■ ACTION ITEM ■
Report each line of the records where "crash" occurs.

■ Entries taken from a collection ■
*** Begin section ***

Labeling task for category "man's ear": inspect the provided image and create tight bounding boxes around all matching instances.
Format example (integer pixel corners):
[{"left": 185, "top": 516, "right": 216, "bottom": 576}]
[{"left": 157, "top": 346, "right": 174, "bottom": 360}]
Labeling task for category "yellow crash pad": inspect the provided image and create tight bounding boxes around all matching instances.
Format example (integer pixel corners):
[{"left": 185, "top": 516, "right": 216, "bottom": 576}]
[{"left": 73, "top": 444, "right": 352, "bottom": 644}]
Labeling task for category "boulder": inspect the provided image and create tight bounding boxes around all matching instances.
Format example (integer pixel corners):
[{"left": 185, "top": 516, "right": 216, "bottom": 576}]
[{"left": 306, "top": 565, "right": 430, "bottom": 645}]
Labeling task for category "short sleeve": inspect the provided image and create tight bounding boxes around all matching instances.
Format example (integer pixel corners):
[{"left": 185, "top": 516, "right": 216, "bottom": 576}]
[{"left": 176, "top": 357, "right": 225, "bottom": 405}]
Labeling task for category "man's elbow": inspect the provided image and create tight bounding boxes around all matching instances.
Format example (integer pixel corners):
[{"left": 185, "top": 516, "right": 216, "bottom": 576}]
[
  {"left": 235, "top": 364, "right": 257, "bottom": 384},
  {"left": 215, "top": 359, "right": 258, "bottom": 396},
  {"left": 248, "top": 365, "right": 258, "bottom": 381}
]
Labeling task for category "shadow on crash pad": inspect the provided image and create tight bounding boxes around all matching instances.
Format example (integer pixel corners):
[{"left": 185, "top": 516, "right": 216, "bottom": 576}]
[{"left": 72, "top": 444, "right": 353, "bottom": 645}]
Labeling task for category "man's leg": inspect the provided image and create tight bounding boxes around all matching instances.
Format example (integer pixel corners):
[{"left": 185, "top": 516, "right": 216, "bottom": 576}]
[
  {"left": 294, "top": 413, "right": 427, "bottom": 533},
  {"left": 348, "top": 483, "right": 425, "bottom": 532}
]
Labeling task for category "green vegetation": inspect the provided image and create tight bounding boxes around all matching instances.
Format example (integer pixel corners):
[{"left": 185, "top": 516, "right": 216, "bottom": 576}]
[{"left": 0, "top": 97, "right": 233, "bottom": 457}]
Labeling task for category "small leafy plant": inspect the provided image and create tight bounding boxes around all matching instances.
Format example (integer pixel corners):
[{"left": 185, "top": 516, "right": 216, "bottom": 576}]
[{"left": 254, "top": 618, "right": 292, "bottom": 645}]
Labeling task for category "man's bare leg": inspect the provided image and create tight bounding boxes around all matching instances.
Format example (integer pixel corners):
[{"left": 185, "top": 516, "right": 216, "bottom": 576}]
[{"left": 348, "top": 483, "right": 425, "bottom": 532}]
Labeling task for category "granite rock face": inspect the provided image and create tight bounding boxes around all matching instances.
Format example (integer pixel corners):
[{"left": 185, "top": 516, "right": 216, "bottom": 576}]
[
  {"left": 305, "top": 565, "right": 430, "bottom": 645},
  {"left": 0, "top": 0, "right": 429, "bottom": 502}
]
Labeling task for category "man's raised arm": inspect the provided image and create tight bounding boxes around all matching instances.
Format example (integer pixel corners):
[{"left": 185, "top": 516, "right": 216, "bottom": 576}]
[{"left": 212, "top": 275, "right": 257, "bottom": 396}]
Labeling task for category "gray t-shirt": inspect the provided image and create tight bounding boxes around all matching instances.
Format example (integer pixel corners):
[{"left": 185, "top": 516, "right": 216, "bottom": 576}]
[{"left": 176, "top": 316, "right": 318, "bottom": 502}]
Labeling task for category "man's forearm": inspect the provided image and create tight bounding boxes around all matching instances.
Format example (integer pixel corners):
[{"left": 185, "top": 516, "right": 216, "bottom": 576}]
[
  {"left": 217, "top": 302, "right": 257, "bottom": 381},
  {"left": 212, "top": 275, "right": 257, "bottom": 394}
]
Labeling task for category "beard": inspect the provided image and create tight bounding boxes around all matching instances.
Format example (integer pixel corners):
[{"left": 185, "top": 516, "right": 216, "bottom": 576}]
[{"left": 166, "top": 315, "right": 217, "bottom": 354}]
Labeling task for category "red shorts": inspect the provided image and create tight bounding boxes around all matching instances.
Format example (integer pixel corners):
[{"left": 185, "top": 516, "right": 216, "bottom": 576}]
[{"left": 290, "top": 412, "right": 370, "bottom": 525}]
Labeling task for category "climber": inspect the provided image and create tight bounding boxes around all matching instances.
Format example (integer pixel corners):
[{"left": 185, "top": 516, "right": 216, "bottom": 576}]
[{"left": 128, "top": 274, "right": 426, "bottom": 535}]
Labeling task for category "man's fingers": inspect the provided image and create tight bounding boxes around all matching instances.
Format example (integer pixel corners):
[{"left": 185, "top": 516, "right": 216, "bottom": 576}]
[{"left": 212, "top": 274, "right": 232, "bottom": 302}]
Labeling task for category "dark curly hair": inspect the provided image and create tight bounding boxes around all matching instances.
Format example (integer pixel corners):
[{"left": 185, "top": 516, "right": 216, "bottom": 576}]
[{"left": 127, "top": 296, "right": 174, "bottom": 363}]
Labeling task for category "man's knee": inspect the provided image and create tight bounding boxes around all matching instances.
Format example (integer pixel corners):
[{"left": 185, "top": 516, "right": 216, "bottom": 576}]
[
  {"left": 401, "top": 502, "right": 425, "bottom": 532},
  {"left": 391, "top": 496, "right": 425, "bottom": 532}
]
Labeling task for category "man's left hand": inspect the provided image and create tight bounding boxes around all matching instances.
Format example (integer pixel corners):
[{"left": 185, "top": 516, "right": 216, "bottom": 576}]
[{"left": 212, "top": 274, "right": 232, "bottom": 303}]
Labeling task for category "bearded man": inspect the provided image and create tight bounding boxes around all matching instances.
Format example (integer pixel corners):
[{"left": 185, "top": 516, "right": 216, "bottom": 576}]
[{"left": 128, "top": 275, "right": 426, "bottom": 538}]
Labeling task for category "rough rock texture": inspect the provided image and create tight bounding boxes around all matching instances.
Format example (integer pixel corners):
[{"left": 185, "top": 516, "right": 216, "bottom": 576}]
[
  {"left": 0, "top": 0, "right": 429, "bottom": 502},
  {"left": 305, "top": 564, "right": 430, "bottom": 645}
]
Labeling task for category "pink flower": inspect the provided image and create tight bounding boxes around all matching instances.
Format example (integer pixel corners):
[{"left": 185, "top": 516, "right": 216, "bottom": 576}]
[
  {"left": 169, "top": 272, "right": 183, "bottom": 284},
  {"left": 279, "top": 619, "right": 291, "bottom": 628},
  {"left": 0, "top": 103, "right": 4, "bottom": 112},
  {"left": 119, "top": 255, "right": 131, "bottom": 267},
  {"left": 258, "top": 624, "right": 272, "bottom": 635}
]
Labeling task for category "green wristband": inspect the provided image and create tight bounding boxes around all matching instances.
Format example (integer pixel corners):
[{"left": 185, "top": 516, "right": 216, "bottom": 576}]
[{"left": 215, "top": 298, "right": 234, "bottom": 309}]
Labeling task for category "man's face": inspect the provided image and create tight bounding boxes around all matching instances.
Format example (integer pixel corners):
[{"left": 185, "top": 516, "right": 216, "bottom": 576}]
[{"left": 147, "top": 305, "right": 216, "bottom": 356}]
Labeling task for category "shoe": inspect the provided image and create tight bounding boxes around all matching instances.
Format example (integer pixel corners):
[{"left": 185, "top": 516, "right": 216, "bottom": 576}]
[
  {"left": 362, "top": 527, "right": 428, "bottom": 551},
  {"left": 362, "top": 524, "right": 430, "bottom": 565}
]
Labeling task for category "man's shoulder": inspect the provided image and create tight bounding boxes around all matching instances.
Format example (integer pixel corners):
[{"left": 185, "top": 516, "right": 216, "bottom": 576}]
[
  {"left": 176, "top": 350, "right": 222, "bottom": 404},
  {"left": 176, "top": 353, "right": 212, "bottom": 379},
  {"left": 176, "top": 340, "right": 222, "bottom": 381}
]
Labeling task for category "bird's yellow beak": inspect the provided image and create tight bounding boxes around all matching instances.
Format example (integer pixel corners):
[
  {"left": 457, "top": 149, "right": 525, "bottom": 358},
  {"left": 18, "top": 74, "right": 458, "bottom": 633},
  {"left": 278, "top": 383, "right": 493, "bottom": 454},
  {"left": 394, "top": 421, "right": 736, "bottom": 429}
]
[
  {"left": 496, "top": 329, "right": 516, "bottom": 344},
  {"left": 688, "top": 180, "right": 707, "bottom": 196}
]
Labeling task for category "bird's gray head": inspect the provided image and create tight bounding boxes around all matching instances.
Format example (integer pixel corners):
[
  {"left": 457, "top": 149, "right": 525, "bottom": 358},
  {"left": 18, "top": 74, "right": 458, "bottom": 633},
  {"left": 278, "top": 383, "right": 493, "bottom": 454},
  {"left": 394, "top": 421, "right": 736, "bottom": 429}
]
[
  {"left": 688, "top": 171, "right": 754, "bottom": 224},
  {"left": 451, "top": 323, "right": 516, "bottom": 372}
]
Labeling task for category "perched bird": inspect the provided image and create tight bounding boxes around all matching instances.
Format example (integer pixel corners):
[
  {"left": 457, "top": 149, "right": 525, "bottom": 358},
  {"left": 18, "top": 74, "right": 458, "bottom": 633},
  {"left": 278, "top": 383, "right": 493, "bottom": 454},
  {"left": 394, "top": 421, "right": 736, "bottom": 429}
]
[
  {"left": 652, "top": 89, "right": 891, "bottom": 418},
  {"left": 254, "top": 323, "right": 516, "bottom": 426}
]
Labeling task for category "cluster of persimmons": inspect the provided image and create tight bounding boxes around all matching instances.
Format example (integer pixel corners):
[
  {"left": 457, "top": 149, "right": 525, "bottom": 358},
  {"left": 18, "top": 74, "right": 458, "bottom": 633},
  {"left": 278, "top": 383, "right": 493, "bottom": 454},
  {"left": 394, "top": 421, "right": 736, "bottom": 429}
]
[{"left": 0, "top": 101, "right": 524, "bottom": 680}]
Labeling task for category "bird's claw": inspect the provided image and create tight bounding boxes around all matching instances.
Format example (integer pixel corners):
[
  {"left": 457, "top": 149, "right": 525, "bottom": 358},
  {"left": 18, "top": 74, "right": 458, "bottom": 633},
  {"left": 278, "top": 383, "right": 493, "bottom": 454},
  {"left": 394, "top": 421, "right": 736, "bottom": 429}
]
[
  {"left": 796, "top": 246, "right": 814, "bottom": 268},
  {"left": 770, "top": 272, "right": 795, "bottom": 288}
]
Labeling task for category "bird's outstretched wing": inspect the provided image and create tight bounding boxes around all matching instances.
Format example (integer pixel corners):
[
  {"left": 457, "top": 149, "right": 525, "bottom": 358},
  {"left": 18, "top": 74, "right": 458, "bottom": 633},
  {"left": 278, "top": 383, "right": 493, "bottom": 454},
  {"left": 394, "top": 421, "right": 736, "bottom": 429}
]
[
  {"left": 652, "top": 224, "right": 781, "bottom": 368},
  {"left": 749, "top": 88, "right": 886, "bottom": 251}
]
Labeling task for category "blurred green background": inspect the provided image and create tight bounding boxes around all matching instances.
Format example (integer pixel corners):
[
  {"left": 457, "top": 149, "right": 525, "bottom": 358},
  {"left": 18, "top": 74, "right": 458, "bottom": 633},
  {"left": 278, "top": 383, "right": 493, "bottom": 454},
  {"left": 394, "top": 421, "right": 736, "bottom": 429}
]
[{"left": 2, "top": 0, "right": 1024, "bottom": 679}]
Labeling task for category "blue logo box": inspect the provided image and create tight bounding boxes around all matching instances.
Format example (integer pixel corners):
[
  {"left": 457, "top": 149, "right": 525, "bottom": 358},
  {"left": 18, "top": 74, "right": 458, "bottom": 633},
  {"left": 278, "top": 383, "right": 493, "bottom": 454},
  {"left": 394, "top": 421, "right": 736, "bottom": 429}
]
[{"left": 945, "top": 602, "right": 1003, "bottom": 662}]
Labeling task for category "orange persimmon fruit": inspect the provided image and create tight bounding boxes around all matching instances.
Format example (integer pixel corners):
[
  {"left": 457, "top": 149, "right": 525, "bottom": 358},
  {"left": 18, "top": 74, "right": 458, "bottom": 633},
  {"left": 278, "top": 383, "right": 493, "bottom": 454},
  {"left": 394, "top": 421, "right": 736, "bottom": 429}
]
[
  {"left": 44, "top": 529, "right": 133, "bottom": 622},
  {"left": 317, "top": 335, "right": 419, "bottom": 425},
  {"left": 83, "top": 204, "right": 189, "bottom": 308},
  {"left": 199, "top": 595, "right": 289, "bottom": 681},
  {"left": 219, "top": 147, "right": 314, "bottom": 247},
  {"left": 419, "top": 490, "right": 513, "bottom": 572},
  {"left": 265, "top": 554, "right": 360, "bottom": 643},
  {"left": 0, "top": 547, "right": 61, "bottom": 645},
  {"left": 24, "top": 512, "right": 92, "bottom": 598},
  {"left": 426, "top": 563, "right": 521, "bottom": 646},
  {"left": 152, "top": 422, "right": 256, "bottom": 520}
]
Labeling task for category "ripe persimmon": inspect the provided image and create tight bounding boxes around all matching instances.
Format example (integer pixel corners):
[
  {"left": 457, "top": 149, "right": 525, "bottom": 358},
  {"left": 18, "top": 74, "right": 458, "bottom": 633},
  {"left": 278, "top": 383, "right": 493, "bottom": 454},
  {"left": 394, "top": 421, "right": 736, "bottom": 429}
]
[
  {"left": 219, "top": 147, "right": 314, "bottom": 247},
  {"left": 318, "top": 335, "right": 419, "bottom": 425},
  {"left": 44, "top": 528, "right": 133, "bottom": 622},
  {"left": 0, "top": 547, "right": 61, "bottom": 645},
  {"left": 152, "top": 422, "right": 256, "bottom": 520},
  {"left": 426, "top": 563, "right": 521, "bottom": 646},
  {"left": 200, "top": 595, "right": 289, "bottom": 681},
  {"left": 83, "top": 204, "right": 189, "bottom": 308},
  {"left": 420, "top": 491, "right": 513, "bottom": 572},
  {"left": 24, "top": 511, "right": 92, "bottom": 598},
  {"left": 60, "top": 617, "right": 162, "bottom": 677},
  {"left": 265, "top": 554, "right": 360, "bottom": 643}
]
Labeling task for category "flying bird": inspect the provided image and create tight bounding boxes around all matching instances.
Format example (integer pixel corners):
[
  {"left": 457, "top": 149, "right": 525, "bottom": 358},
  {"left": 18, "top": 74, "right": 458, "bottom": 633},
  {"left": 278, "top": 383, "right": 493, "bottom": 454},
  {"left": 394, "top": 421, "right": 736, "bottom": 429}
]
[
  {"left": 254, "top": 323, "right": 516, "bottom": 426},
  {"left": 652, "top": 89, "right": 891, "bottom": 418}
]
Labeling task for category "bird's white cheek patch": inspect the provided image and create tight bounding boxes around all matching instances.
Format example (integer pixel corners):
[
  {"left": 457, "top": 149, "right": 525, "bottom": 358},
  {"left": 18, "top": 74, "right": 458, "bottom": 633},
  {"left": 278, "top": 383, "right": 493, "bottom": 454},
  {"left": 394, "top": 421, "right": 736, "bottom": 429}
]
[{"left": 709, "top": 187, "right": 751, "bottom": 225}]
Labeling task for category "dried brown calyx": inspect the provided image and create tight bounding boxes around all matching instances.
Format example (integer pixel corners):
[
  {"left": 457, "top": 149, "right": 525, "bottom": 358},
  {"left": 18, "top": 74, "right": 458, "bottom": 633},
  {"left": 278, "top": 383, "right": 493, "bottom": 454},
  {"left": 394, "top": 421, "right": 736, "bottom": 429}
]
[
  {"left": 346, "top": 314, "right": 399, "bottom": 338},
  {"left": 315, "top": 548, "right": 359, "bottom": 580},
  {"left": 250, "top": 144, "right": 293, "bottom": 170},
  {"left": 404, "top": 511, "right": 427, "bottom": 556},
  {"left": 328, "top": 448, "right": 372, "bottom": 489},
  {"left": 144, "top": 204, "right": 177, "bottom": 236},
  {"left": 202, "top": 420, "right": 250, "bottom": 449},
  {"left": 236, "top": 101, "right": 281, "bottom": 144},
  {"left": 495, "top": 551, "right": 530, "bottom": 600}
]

*** End section ***

■ YOUR RESPONSE ■
Labeling task for category "yellow crash pad": inspect the provided image and create tight bounding boxes around all matching instances.
Labeling task for category "shadow on crash pad": inspect the provided image and create tight bounding boxes around all matching instances.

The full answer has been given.